Pull out every line of the records below that contains the string "basket", matching case exactly.

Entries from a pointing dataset
═══
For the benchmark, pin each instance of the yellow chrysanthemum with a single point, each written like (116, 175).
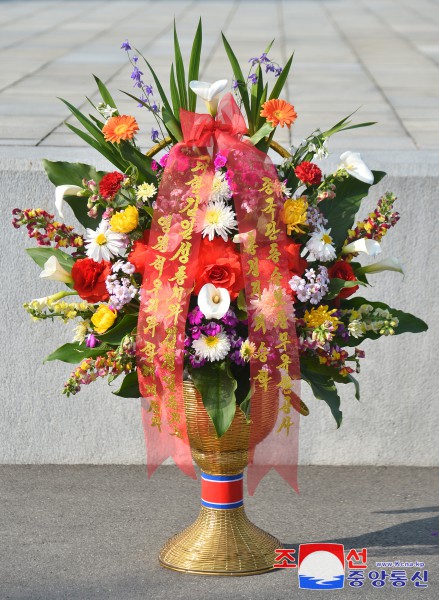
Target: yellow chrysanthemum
(318, 316)
(103, 318)
(125, 220)
(294, 214)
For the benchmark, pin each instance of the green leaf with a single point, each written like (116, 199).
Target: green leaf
(194, 66)
(105, 94)
(408, 323)
(265, 130)
(158, 84)
(172, 125)
(140, 161)
(65, 173)
(324, 388)
(179, 69)
(105, 149)
(75, 352)
(341, 210)
(89, 125)
(41, 255)
(242, 88)
(217, 388)
(280, 81)
(175, 97)
(129, 387)
(114, 335)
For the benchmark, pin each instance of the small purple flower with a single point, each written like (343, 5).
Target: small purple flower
(253, 78)
(91, 341)
(220, 161)
(136, 76)
(212, 329)
(195, 316)
(163, 160)
(154, 135)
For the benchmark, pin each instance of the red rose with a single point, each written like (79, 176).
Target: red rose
(219, 263)
(308, 173)
(343, 270)
(110, 184)
(139, 254)
(89, 279)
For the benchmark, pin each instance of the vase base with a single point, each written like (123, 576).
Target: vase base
(221, 542)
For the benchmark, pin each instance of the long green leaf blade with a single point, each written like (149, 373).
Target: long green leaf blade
(194, 65)
(242, 87)
(280, 82)
(179, 69)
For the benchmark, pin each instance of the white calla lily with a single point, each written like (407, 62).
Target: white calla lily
(213, 302)
(355, 166)
(65, 190)
(209, 92)
(53, 270)
(388, 264)
(370, 247)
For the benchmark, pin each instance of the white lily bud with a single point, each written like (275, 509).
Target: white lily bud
(355, 166)
(53, 270)
(213, 302)
(370, 247)
(209, 92)
(388, 264)
(65, 190)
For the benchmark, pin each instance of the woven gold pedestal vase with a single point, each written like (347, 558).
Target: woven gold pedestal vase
(222, 541)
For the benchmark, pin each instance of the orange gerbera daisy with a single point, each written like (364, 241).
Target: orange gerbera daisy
(278, 112)
(119, 128)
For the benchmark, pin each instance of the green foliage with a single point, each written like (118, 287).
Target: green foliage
(408, 323)
(129, 387)
(341, 210)
(75, 352)
(217, 388)
(41, 255)
(323, 388)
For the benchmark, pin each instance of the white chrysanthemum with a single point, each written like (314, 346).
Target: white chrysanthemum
(212, 347)
(104, 243)
(320, 246)
(220, 188)
(219, 219)
(145, 191)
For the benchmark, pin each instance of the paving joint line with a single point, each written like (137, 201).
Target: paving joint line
(369, 73)
(44, 31)
(123, 66)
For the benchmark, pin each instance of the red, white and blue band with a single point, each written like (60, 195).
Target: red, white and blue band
(222, 491)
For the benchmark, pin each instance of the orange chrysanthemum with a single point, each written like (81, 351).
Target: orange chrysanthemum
(279, 112)
(119, 128)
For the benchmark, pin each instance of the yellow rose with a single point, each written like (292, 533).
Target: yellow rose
(103, 318)
(294, 214)
(125, 220)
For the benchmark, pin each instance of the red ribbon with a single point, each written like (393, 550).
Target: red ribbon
(258, 202)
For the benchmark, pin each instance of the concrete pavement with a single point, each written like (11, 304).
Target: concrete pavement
(93, 533)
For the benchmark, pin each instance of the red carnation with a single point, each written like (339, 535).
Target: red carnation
(343, 270)
(110, 184)
(308, 173)
(89, 279)
(219, 263)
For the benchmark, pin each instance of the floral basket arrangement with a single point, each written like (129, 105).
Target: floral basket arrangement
(212, 281)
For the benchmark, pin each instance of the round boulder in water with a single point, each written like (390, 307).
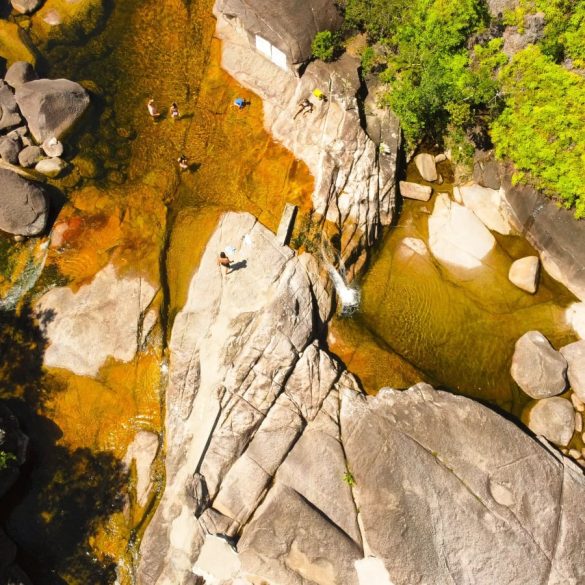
═══
## EXERCISE RESPONSE
For the benchmark, pin each instance of the floral basket arrangement with a single point, each written like (129, 105).
Target: floral basket arrangement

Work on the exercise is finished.